Selected passage ::
***

On October 29, 2013 Adam and Kelly Caylor gave a talk at the Strata NYC conference, “Drought Prediction and Ecological Monitoring with the Internet of Things.” Strata is the “big data” conference, including alot of great talks on managing data and exploiting it for business and philanthropy. We were odd ducks but the talk was well received. Browse the slides here:
Models in the environmental sciences are repositories in a sense of the current state of understanding of critical processes. However, as models become more granular, the data requirements to parameterize them become more limiting. In addition, models pressed into service for decision support cannot accept the data latency that is typical in environmental sciences. Finally, most data is generated in the US/Europe, while many applications are in rural locales in the developing world. Cellular-based environmental sensing promises to provide granular data in real time from remote locales to improve model-based forecasting using data assimilation. Applications we are working on include drought forecasting and food security; forest and crop responses to weather and climate change; and rural water usage.

***

Data provided ::
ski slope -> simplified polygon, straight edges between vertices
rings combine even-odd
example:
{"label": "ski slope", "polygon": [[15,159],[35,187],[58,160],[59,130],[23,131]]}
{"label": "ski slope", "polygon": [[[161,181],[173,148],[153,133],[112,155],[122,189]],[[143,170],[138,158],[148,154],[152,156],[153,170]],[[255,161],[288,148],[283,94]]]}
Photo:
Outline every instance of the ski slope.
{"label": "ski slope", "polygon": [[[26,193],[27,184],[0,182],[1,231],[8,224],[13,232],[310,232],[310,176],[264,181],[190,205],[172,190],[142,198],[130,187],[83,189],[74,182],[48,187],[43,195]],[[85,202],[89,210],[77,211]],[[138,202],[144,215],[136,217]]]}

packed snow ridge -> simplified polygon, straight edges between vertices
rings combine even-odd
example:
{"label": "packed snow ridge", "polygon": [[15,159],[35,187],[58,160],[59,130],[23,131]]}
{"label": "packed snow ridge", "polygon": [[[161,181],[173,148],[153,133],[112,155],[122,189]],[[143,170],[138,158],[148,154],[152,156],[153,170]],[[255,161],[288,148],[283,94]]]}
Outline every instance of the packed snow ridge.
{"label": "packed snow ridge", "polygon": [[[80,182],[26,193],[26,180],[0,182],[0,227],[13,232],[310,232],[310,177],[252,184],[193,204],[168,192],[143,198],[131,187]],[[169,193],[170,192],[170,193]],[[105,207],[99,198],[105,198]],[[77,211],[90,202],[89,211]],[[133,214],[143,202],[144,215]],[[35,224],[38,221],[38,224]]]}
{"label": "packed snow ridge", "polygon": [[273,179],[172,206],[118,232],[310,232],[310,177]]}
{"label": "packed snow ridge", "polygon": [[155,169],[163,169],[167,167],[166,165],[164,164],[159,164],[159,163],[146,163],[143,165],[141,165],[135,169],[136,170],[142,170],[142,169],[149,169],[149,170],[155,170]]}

***

Required action 1 :: List the application areas that the talk description gives after "Applications we are working on include."
Required action 2 :: According to the talk description, why does cellular-based environmental sensing hold promise for model-based forecasting?
Required action 3 :: Resume the talk description on drought prediction and ecological monitoring, starting after its final sentence.
The lines have nothing to do with the talk description.

Response box 1 ::
- Drought forecasting and food security
- Forest and crop responses to weather and climate change
- Rural water usage

Response box 2 :: Cellular-based sensing promises granular, real-time data from remote locales. That data can feed model-based forecasting through data assimilation and improve it. This addresses the problems the talk description raises: detailed models need a lot of data, decision-support models can't tolerate data latency, and most data comes from the US and Europe, while many applications are in the rural developing world.

Response box 3 ::
To address these challenges, we developed hardware that accomodates an unlimited variety of sensors, and propagates these data onto the internet over mobile networks. Scientific data holds a unique role in the IoT for demanding well-characterized information on sensor error. Our design attempts to balance error reduction with low costs to undercut competing commercial products by 90%, allowing more ubiquitous deployment. Enclosure design and power management are critical ingredients for remote deployments under variable environmental conditions.
Although our sensors can push data onto cloud storage using public IoT API’s, we have designed a backend server to accomodate additional metadata essential for interpreting observations, particularly their measurement errors. The data these pods collect can expand weather monitoring, but more crucially can monitor biological (including human) responses to environmental drivers. These data in turn can be assimilated into models, as a means to contextualize and distill these noisy observations into actionable knowledge.